--- PAGE EXTRACT Enclosed Below ---
The issue is important because food and packaging waste create a double burden. Resources get wasted on the front end, and more trash winds up in landfills on the back end. When edible food is discarded before it can be safely used, the water, energy, labor, and packaging tied to that food are thrown away too.

At the same time, many commenters stressed that hospitals are not ordinary workplaces when it comes to reuse. Several warned that if food or drinks have entered a patient's room, infection-control rules exist for a reason.

"Never share/consume food items that have entered a patient's room, ever, even if they look untouched," one commenter wrote.

That tension is what makes the issue complicated. Waste reduction matters, but so do patient and worker safety. In health care settings, especially, food can only be donated or recovered if it is clearly safe for human consumption and has not been exposed to contamination risks.

What's Being Done?
--- End of Enclosed PAGE EXTRACT ---
TASKS AND EXERCISES
[1] Copy the hospital food waste passage from "That tension is" to "to contamination risks.", keeping every word and mark the same.
[2] Answer these questions using the hospital food waste passage:
(a) What happens on the front end and on the back end of the double burden?
(b) According to one commenter, what food items should never be shared or consumed?
(c) In health care settings, under what conditions can food be donated or recovered?
[3] Continue the hospital food waste passage from its last line.
--- MATERIAL SHOWN Enclosed Below ---
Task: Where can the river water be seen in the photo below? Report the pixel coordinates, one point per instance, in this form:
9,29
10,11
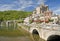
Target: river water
26,38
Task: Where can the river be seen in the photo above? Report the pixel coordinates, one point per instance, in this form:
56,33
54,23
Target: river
23,38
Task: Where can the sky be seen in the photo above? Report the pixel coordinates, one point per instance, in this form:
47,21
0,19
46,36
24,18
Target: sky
29,5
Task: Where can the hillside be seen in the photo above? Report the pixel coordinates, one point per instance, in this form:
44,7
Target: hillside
13,15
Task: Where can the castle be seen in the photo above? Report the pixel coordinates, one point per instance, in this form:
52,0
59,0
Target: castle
42,14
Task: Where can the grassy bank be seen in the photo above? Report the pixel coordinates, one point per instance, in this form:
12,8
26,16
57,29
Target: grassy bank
13,33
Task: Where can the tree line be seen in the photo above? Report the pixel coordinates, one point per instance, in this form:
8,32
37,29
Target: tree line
13,15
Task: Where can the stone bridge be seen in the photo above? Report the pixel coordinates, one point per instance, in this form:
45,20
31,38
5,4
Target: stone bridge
46,32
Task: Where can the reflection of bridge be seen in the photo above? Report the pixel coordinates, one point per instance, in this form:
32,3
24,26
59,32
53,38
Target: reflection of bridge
45,31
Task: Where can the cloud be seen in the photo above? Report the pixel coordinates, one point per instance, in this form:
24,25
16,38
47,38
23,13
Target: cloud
20,4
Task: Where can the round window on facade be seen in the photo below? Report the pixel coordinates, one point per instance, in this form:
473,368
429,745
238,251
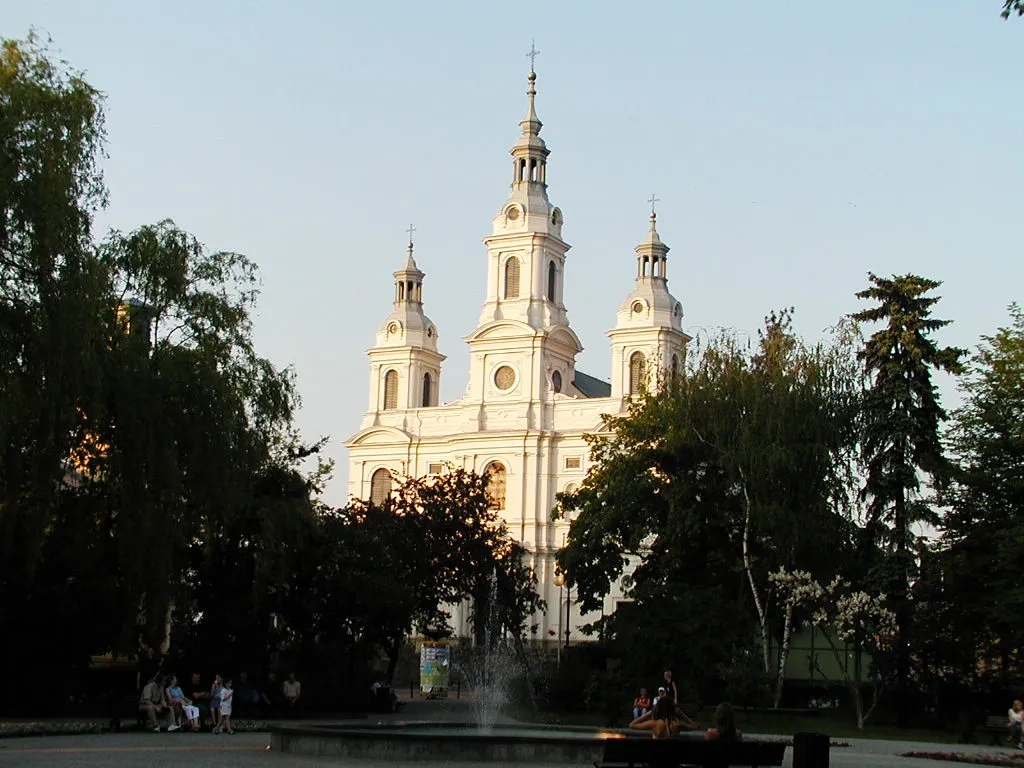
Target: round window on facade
504,378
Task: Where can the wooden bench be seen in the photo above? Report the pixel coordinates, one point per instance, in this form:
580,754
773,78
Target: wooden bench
997,725
671,753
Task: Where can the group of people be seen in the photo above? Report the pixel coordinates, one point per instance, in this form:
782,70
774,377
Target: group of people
163,698
665,719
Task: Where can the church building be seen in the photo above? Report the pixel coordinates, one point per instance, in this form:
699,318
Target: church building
526,408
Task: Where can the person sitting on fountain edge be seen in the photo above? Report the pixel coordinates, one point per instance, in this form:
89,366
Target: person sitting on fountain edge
665,721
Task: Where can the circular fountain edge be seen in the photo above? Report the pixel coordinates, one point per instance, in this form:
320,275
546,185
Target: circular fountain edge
429,740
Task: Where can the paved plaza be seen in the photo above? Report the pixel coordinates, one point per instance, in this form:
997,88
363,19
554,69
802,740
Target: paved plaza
250,750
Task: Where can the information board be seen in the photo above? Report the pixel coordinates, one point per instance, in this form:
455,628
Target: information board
435,666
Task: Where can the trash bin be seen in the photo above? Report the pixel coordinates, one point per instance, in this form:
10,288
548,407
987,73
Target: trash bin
810,751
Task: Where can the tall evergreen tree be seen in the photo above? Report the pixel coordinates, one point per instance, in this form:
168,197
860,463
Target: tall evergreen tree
900,432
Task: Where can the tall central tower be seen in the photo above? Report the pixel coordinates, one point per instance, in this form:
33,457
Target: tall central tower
523,309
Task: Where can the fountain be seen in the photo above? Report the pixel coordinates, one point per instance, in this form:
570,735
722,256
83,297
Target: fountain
493,671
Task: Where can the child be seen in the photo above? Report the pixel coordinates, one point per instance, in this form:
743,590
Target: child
226,694
215,702
641,705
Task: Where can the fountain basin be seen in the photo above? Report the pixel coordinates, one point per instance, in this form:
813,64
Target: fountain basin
444,741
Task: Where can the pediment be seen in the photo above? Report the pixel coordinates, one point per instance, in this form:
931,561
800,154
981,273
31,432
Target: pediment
502,329
379,436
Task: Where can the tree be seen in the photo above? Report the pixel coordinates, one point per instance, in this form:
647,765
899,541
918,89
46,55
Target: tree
851,619
51,131
713,481
983,547
900,436
144,442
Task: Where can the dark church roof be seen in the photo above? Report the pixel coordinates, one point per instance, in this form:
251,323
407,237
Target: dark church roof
--- End of Enclosed MATERIAL SHOWN ---
TASK ANSWERS
[1]
That tension is what makes the issue complicated. Waste reduction matters, but so do patient and worker safety. In health care settings, especially, food can only be donated or recovered if it is clearly safe for human consumption and has not been exposed to contamination risks.

[2]
(a) Resources get wasted on the front end, and more trash winds up in landfills on the back end.
(b) Food items that have entered a patient's room, even if they look untouched.
(c) Only if it is clearly safe for human consumption and has not been exposed to contamination risks.

[3]
Even within those limits, commenters said hospitals can do much more. One former hospital worker said their facility launched "green initiatives like composting food waste, using compostable serving containers and buying things made from recycled plastic," particularly in cafeteria operations.

Others suggested starting with systems that already deal with waste and safety, such as environmental health and safety teams, recycling committees, or internal sustainability groups. Food scraps that never make it to patients may be candidates for composting, while unopened items that remain within safe handling rules may be eligible for donation programs if management approves.

Individual choices won't solve institutional waste on their own, but workplace advocacy and public pressure may help push large organizations toward safer, less wasteful systems.